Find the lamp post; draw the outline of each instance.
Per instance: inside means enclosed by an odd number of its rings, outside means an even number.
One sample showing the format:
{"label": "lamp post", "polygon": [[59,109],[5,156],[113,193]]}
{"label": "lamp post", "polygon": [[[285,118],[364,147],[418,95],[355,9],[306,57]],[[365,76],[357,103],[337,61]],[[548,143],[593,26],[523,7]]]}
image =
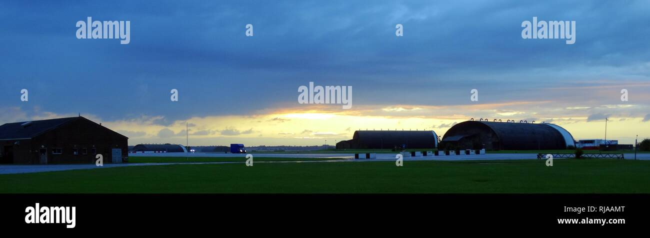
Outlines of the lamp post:
{"label": "lamp post", "polygon": [[639,135],[636,135],[636,139],[634,139],[634,160],[636,160],[636,148],[639,147]]}

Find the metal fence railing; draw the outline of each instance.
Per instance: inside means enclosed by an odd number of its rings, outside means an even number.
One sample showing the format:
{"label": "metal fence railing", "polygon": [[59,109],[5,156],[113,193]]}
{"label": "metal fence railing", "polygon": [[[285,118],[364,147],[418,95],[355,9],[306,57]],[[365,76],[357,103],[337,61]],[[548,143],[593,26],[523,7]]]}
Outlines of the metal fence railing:
{"label": "metal fence railing", "polygon": [[[537,159],[545,159],[546,155],[551,155],[553,156],[553,159],[568,159],[568,158],[575,158],[575,153],[538,153],[537,154]],[[593,159],[623,159],[625,157],[622,153],[583,153],[580,155],[582,158],[593,158]]]}

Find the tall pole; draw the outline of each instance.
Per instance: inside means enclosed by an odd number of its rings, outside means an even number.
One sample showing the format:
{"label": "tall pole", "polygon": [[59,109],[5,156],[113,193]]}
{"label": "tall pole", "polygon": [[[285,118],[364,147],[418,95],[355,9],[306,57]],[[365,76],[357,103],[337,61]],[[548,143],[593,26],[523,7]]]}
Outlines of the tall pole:
{"label": "tall pole", "polygon": [[[189,132],[189,131],[187,130],[188,128],[188,127],[187,126],[187,122],[185,122],[185,150],[189,150],[190,149],[190,144],[190,144],[190,132]],[[190,152],[189,150],[188,150],[187,153],[189,153],[189,152]],[[187,153],[185,153],[185,160],[186,161],[187,160],[189,160],[189,159],[187,158]]]}
{"label": "tall pole", "polygon": [[607,144],[607,118],[605,118],[605,144]]}
{"label": "tall pole", "polygon": [[639,135],[636,135],[636,139],[634,140],[634,160],[636,160],[636,148],[639,147]]}

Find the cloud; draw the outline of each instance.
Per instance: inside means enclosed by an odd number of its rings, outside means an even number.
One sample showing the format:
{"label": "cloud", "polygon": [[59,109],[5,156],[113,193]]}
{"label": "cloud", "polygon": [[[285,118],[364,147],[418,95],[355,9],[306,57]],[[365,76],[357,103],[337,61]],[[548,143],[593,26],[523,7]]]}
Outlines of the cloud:
{"label": "cloud", "polygon": [[192,133],[192,135],[212,135],[213,133],[213,130],[202,130]]}
{"label": "cloud", "polygon": [[441,124],[440,125],[438,125],[438,126],[434,126],[434,127],[435,127],[435,128],[439,128],[439,128],[451,127],[452,127],[454,125],[458,124],[458,123],[456,122],[454,122],[453,123],[447,123],[447,124],[443,123],[443,124]]}
{"label": "cloud", "polygon": [[176,134],[174,134],[174,131],[167,128],[163,128],[160,131],[158,131],[158,137],[160,138],[173,137]]}
{"label": "cloud", "polygon": [[589,115],[587,117],[587,122],[593,122],[597,120],[604,120],[605,118],[608,118],[611,116],[609,114],[603,114],[603,113],[596,113]]}
{"label": "cloud", "polygon": [[247,129],[246,131],[240,131],[237,129],[233,127],[226,127],[226,129],[222,130],[221,135],[246,135],[254,133],[253,128]]}
{"label": "cloud", "polygon": [[177,133],[174,133],[174,131],[172,131],[171,129],[169,129],[168,128],[162,128],[160,131],[158,131],[158,137],[159,138],[169,138],[169,137],[180,137],[181,135],[182,136],[185,136],[185,129],[183,129],[183,130],[182,130],[181,131],[179,131]]}
{"label": "cloud", "polygon": [[147,133],[144,131],[125,131],[125,130],[117,130],[116,132],[124,135],[124,136],[129,138],[134,137],[141,137],[147,135]]}
{"label": "cloud", "polygon": [[270,119],[268,121],[269,122],[288,122],[288,121],[290,121],[290,120],[291,120],[291,119],[286,119],[286,118],[280,118],[279,117],[276,117],[276,118],[274,118],[273,119]]}

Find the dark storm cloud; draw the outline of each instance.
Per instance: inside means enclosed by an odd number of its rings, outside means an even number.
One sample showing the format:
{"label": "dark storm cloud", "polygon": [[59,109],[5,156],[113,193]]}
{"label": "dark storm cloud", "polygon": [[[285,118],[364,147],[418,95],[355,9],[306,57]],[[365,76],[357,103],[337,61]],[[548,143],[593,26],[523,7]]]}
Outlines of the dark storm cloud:
{"label": "dark storm cloud", "polygon": [[[0,49],[7,57],[0,60],[0,106],[20,106],[17,92],[29,88],[30,103],[46,110],[105,120],[162,115],[160,124],[168,124],[294,103],[298,86],[309,81],[353,86],[357,105],[462,103],[470,88],[481,89],[484,101],[543,100],[548,94],[538,88],[569,81],[647,81],[649,6],[3,1]],[[75,23],[88,16],[131,21],[131,43],[76,39]],[[534,16],[576,21],[576,43],[523,40],[521,22]],[[254,37],[244,35],[248,23]],[[397,23],[404,36],[395,36]],[[172,88],[179,91],[177,102],[169,99]]]}

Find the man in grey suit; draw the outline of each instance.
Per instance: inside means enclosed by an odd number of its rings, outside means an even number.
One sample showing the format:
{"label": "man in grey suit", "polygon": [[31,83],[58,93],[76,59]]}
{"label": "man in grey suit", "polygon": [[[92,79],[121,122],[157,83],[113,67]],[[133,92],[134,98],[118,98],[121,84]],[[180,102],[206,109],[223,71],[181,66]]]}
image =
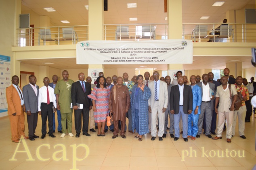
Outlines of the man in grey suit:
{"label": "man in grey suit", "polygon": [[34,141],[35,138],[39,137],[35,135],[38,116],[38,105],[39,88],[36,84],[37,80],[35,76],[31,75],[28,79],[29,83],[23,87],[22,90],[27,113],[29,139],[31,141]]}
{"label": "man in grey suit", "polygon": [[208,82],[209,76],[204,74],[202,76],[203,82],[197,83],[202,90],[202,103],[201,106],[201,113],[198,119],[198,131],[196,137],[200,137],[202,133],[204,117],[206,117],[206,128],[204,129],[205,134],[209,138],[212,138],[211,135],[212,110],[214,109],[213,100],[216,94],[215,85]]}
{"label": "man in grey suit", "polygon": [[193,94],[192,89],[184,84],[183,77],[178,78],[178,84],[172,87],[170,98],[170,112],[174,114],[174,128],[175,131],[174,140],[180,137],[180,115],[183,122],[182,136],[184,141],[188,141],[188,114],[191,114],[193,109]]}
{"label": "man in grey suit", "polygon": [[155,139],[157,132],[156,123],[157,113],[159,118],[158,137],[159,140],[163,140],[162,136],[164,130],[164,117],[167,109],[168,102],[168,90],[167,84],[159,80],[159,73],[155,71],[153,73],[154,81],[149,83],[149,88],[151,92],[151,97],[149,99],[149,111],[152,115],[151,123],[151,140]]}

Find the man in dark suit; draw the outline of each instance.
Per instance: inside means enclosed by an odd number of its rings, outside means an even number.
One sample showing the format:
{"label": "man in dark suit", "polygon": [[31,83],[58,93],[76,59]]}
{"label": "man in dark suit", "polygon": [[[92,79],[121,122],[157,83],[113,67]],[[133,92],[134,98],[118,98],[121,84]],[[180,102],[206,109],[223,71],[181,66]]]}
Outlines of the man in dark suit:
{"label": "man in dark suit", "polygon": [[[73,83],[71,88],[71,98],[73,109],[75,110],[75,128],[76,132],[76,137],[79,137],[82,127],[82,117],[83,117],[83,135],[86,136],[91,135],[88,133],[89,124],[89,111],[91,109],[92,104],[87,96],[91,94],[92,89],[90,84],[84,82],[84,74],[78,74],[79,81]],[[78,104],[82,104],[82,109],[80,109]]]}
{"label": "man in dark suit", "polygon": [[188,115],[192,113],[193,107],[193,94],[192,89],[184,84],[183,78],[178,78],[178,84],[172,87],[170,98],[171,113],[174,114],[174,127],[175,132],[174,140],[180,137],[179,123],[180,115],[183,122],[183,137],[184,141],[187,141]]}
{"label": "man in dark suit", "polygon": [[37,80],[35,76],[31,75],[28,79],[29,83],[23,87],[23,96],[28,125],[28,136],[29,140],[34,141],[35,138],[39,137],[35,135],[38,117],[38,105],[39,88],[36,84]]}

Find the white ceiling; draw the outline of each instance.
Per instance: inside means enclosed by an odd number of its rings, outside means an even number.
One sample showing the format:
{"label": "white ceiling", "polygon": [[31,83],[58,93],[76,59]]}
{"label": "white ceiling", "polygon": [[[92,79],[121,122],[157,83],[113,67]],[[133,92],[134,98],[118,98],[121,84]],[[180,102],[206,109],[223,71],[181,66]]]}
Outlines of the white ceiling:
{"label": "white ceiling", "polygon": [[[221,23],[226,18],[228,10],[239,10],[247,4],[254,4],[255,0],[225,0],[222,6],[212,6],[214,0],[183,0],[183,23]],[[108,0],[108,11],[104,12],[105,24],[167,23],[165,18],[164,0]],[[137,3],[137,8],[128,8],[126,4]],[[55,26],[81,25],[88,24],[88,10],[84,5],[88,5],[88,0],[22,0],[23,12],[32,10],[40,16],[48,16],[50,22]],[[52,7],[56,12],[48,12],[43,8]],[[90,6],[89,7],[90,9]],[[202,16],[210,16],[207,20],[199,20]],[[138,18],[138,21],[130,21],[129,18]],[[68,20],[69,24],[60,21]],[[251,68],[251,58],[241,57],[194,57],[193,64],[184,64],[185,70],[207,68],[223,68],[225,63],[231,60],[242,62],[243,68]],[[29,59],[22,62],[36,66],[48,65],[43,63],[48,59]],[[54,65],[50,67],[59,69],[86,68],[87,65],[78,65],[76,58],[52,59]],[[66,64],[67,63],[68,64]],[[138,68],[141,65],[122,65],[123,68]],[[145,65],[145,68],[167,70],[166,64]],[[115,68],[120,65],[107,65],[105,68]]]}

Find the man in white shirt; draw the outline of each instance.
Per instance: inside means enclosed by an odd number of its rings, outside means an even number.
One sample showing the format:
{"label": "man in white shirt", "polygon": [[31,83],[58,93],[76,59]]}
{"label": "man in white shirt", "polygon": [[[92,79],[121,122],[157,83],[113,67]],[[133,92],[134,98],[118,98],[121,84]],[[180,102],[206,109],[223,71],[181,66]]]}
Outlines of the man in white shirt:
{"label": "man in white shirt", "polygon": [[[39,89],[38,95],[38,114],[42,116],[42,136],[41,139],[45,137],[46,133],[46,121],[48,118],[49,136],[55,137],[53,133],[53,111],[56,111],[56,97],[54,90],[49,86],[50,80],[48,77],[44,78],[44,86]],[[54,106],[54,110],[53,106]]]}

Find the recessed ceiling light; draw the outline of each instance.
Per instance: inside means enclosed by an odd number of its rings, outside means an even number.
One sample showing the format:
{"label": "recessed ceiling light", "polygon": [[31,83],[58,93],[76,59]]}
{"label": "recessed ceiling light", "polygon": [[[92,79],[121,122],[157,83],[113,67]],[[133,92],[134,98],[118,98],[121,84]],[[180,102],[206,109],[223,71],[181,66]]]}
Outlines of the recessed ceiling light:
{"label": "recessed ceiling light", "polygon": [[216,1],[212,5],[213,6],[222,6],[225,2],[225,1]]}
{"label": "recessed ceiling light", "polygon": [[127,8],[137,8],[137,3],[127,4]]}
{"label": "recessed ceiling light", "polygon": [[129,20],[138,20],[137,18],[129,18]]}
{"label": "recessed ceiling light", "polygon": [[44,9],[47,11],[47,12],[55,12],[56,10],[52,8],[44,8]]}
{"label": "recessed ceiling light", "polygon": [[61,20],[61,22],[62,23],[64,23],[65,24],[67,24],[67,23],[70,23],[69,21],[68,20]]}
{"label": "recessed ceiling light", "polygon": [[210,16],[202,16],[200,19],[208,19],[210,17]]}

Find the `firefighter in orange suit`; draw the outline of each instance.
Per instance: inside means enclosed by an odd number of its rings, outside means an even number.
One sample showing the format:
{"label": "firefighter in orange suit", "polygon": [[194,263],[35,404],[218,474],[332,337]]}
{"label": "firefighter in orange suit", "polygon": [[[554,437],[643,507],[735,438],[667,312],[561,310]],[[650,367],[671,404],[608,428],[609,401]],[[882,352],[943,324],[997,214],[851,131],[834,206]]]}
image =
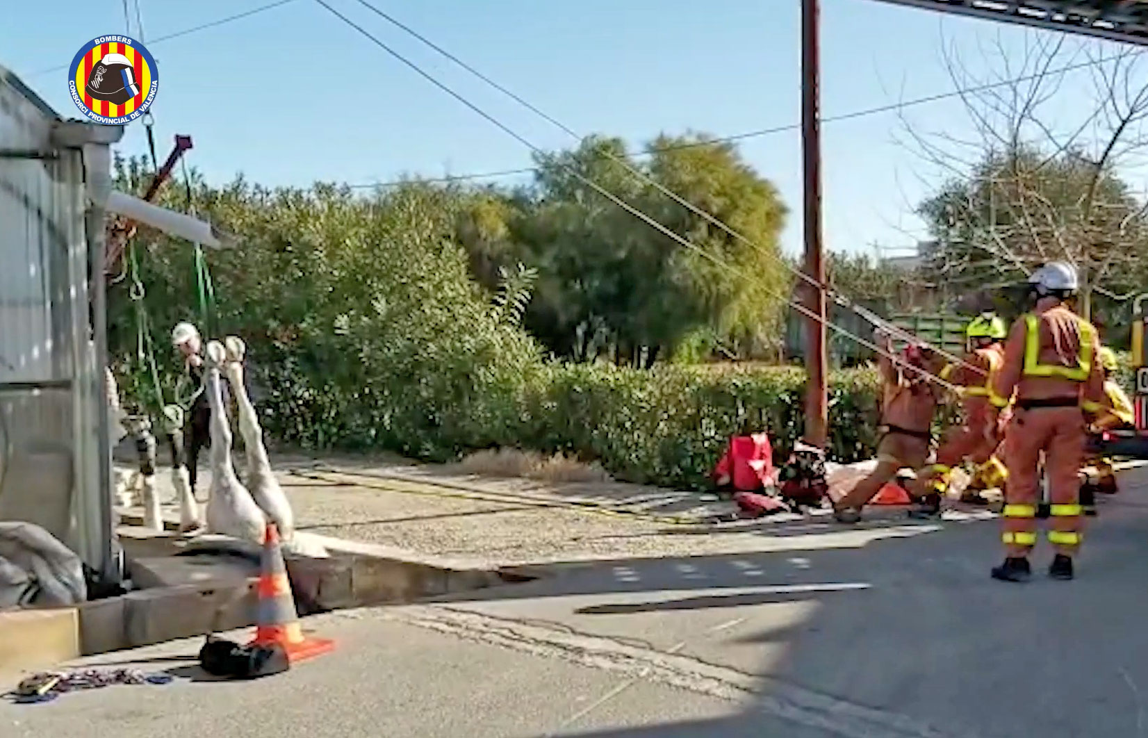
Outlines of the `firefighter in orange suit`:
{"label": "firefighter in orange suit", "polygon": [[1008,419],[1007,410],[998,413],[988,396],[992,381],[1004,359],[1001,341],[1007,334],[1004,321],[994,313],[986,312],[974,318],[964,328],[967,354],[961,363],[949,364],[941,371],[941,379],[959,388],[963,422],[945,435],[936,461],[917,474],[917,482],[910,490],[916,497],[910,516],[940,512],[941,497],[948,489],[953,467],[965,459],[976,465],[967,502],[984,502],[975,490],[1003,483],[1007,471],[995,451],[1001,442],[1001,424]]}
{"label": "firefighter in orange suit", "polygon": [[[1132,426],[1135,421],[1135,411],[1132,401],[1124,394],[1124,389],[1112,379],[1116,372],[1116,354],[1109,348],[1100,350],[1100,366],[1104,372],[1104,398],[1101,401],[1099,417],[1088,426],[1091,435],[1099,436],[1106,430]],[[1116,473],[1112,471],[1111,459],[1092,456],[1086,459],[1086,465],[1096,469],[1096,479],[1085,479],[1080,487],[1080,504],[1084,506],[1086,515],[1096,514],[1096,492],[1115,495]]]}
{"label": "firefighter in orange suit", "polygon": [[1031,575],[1029,554],[1037,544],[1038,466],[1045,455],[1050,505],[1048,541],[1056,550],[1048,575],[1072,578],[1072,557],[1080,545],[1080,465],[1085,457],[1086,414],[1103,399],[1100,340],[1091,323],[1065,304],[1079,286],[1076,269],[1050,262],[1029,279],[1037,303],[1013,324],[1004,360],[990,401],[1016,405],[1004,432],[1003,541],[1006,559],[994,578],[1023,582]]}
{"label": "firefighter in orange suit", "polygon": [[877,443],[877,466],[833,504],[839,522],[861,520],[861,508],[877,496],[886,482],[903,468],[921,468],[932,446],[932,417],[938,390],[929,375],[940,371],[936,352],[907,345],[900,360],[893,362],[893,347],[887,334],[879,334],[882,356],[877,368],[882,379],[881,441]]}

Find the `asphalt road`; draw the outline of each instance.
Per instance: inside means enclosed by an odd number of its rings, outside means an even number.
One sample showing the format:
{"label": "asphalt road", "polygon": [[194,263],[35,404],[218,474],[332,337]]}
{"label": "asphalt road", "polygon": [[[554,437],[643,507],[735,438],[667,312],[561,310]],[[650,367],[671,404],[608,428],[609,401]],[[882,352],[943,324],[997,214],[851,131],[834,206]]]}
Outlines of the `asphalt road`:
{"label": "asphalt road", "polygon": [[0,735],[1138,737],[1148,472],[1122,481],[1073,582],[992,581],[994,521],[776,526],[731,553],[309,619],[340,650],[259,682],[199,681],[195,642],[109,654],[177,682],[0,705]]}

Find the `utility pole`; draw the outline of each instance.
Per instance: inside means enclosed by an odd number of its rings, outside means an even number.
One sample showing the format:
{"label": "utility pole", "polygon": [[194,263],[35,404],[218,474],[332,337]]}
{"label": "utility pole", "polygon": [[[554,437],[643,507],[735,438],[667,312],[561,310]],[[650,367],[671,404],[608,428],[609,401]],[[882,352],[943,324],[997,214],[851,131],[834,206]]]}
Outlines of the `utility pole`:
{"label": "utility pole", "polygon": [[806,443],[824,449],[829,393],[825,366],[825,262],[821,244],[821,51],[819,0],[801,0],[801,152],[805,160]]}

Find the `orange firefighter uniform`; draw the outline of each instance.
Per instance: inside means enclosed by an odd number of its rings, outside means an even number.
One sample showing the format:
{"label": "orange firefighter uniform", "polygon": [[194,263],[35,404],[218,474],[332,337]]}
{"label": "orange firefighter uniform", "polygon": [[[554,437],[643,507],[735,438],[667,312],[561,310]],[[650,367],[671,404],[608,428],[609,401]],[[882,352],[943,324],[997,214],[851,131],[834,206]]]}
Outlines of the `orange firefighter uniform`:
{"label": "orange firefighter uniform", "polygon": [[898,471],[924,466],[932,445],[931,426],[938,390],[928,374],[939,368],[932,366],[936,357],[931,351],[909,345],[901,354],[901,362],[894,363],[889,358],[892,345],[887,337],[883,349],[877,363],[883,384],[877,466],[833,504],[840,522],[860,520],[861,508],[897,476]]}
{"label": "orange firefighter uniform", "polygon": [[[1088,427],[1088,432],[1093,435],[1131,426],[1135,422],[1135,410],[1132,406],[1132,401],[1124,394],[1124,389],[1111,379],[1112,372],[1116,371],[1116,355],[1112,354],[1111,349],[1102,348],[1100,357],[1100,364],[1104,372],[1104,398],[1101,401],[1096,419]],[[1102,456],[1092,455],[1085,460],[1085,464],[1096,469],[1096,476],[1087,479],[1085,475],[1085,483],[1080,489],[1080,502],[1085,505],[1085,512],[1094,515],[1096,514],[1095,494],[1116,494],[1116,473],[1112,469],[1111,459]]]}
{"label": "orange firefighter uniform", "polygon": [[922,504],[918,512],[939,511],[940,496],[948,489],[953,468],[965,460],[976,465],[971,489],[1000,487],[1007,476],[995,452],[1003,438],[1002,424],[1008,420],[1008,410],[999,412],[988,401],[992,382],[1004,360],[1004,348],[999,340],[1006,333],[995,316],[975,318],[965,329],[970,350],[960,364],[949,364],[941,371],[941,379],[959,388],[962,424],[945,434],[936,461],[917,475],[913,491]]}
{"label": "orange firefighter uniform", "polygon": [[1096,412],[1103,398],[1096,331],[1062,302],[1076,290],[1076,270],[1053,263],[1038,270],[1032,281],[1040,297],[1033,312],[1013,324],[991,396],[992,404],[1002,409],[1016,393],[1004,435],[1007,558],[993,569],[995,578],[1007,581],[1023,581],[1030,573],[1041,453],[1052,503],[1048,539],[1057,552],[1049,574],[1072,577],[1071,557],[1081,536],[1078,474],[1085,456],[1085,413]]}

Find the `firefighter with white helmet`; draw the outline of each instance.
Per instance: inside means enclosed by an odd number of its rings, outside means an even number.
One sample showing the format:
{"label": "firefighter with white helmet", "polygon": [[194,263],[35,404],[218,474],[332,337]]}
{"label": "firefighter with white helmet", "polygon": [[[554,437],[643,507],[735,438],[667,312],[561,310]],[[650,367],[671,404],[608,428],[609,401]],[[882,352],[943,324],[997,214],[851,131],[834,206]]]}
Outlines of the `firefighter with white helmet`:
• • • • •
▶ _OPIS ZADANIA_
Zwróć każdy wiersz powyższych danych, w którym występuje ciąg „with”.

▶ _ODPOWIEDŹ_
Find the `firefighter with white helmet`; draw the outline of each instance.
{"label": "firefighter with white helmet", "polygon": [[194,263],[35,404],[218,474],[332,337]]}
{"label": "firefighter with white helmet", "polygon": [[[554,437],[643,507],[735,438],[667,312],[561,310]],[[650,367],[671,404],[608,428],[609,401]],[[882,352],[943,324],[997,214],[851,131],[834,206]]]}
Outlines of the `firefighter with white helmet`:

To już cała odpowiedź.